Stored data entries
☆ ☆ ☆ ☆ ☆ ☆ ☆
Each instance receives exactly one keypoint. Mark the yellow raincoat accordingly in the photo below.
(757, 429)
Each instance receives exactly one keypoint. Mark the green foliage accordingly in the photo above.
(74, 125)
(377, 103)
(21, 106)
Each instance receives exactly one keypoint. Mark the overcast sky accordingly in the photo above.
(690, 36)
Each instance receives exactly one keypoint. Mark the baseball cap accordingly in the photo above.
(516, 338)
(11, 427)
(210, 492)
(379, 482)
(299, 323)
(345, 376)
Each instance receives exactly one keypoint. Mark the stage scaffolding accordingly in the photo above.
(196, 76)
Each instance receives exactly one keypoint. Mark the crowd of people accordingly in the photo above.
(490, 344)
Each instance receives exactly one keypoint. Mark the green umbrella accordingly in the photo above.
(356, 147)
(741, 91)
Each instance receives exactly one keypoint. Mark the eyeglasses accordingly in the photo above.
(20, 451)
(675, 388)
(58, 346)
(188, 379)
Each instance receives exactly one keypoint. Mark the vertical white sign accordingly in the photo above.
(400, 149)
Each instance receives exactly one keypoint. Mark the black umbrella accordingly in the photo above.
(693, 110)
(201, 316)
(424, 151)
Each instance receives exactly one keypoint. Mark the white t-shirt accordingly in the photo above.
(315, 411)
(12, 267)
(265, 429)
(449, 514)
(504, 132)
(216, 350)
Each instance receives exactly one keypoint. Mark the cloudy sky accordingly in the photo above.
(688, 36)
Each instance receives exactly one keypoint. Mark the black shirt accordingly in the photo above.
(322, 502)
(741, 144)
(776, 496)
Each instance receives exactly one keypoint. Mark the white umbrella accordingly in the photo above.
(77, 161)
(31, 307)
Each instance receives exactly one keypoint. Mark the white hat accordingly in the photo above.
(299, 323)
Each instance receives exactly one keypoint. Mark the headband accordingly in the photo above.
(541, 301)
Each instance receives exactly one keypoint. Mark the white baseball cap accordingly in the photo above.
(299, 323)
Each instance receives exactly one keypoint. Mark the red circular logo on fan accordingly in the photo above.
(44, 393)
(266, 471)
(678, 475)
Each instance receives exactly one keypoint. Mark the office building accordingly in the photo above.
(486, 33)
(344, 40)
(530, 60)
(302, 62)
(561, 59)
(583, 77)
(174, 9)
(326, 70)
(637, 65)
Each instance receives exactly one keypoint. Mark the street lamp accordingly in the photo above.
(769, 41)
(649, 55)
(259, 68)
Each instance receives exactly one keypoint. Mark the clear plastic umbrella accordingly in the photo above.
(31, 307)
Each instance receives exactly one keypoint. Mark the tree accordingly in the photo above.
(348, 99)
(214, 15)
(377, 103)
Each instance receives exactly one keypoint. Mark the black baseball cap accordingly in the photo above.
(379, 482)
☆ ☆ ☆ ☆ ☆ ☆ ☆
**Task brief:** Every record is to be repeated exactly as written.

**Your solution:**
Each instance receives exactly one keypoint. Mark the yellow raincoat accordingly in the photo below.
(757, 429)
Each instance receives exactly one keypoint. Mark the green foliage accordingly in the photo above.
(74, 125)
(377, 103)
(21, 106)
Each instance receives exactly one keypoint. Mark the overcast sky accordingly in the photo above.
(690, 36)
Each instance receives exactly one keypoint. Mark the baseball cap accordingly in the photo above.
(516, 338)
(11, 427)
(210, 492)
(379, 482)
(299, 323)
(345, 376)
Each instance receives exactly one keypoint. Mark the stage scaffolding accordingly in the photo above.
(196, 76)
Each instance receives exactly one keypoint. Mark the crowd of people accordingly in the photo above.
(490, 344)
Each instance receives exactly one keypoint. Mark the green umbrella accordingly in the photo above.
(356, 147)
(741, 91)
Each instance receives exactly one keypoint. Mark the eyeglasses accordingly in the photo above.
(20, 451)
(675, 388)
(58, 346)
(188, 379)
Each instance receives exactly one keypoint. Mark the vertical white sign accordingly in the photo above.
(400, 149)
Each instance receives exactly one keypoint. Mark the black umbrella accordingly in the photo above.
(693, 110)
(201, 316)
(424, 151)
Each instance receives exactly one keypoint. Mark the white t-shirt accordingly in the photo above.
(315, 411)
(12, 267)
(265, 429)
(449, 514)
(504, 132)
(216, 350)
Each instance receives exactly one keypoint. Mark the cloudy sky accordingly in the photo above.
(688, 36)
Each instance receives exactly one keypoint. Mark the black shirt accordingly in the photo above.
(322, 502)
(741, 144)
(776, 496)
Each instance receives exactly one keypoint. Mark the white umbrella accordingly in the photo above.
(77, 161)
(31, 307)
Each instance receives exactly one keypoint. Mark the white hat accordingly in the photo above.
(299, 323)
Each instance receives exactly one keypoint. Mark the headband accordingly in the photo above.
(541, 301)
Each instance receives exactly one keypoint. Mark the white baseball cap accordingly in the photo above.
(299, 323)
Each instance receives exactly one keypoint. Mark the red circular logo on fan accordingly in the photo above.
(44, 393)
(266, 471)
(678, 475)
Each instance receives exactly one keypoint. Mark the office building accordingly in the photo above.
(486, 33)
(344, 40)
(530, 60)
(302, 62)
(561, 59)
(583, 77)
(174, 9)
(326, 70)
(637, 65)
Each instance receives exactly one keypoint. Mark the street lamp accordingly in the photo above.
(769, 41)
(649, 55)
(259, 68)
Each instance receives exactly one keypoint. Mark the clear plastic umbrella accordingly in the photo above.
(31, 307)
Each instance receives exactly one keypoint. Mark the tree accordingly in the photo above.
(348, 99)
(214, 15)
(377, 103)
Each instance receives exactly one keypoint. Mark the black baseball cap accordingly in the photo above.
(379, 482)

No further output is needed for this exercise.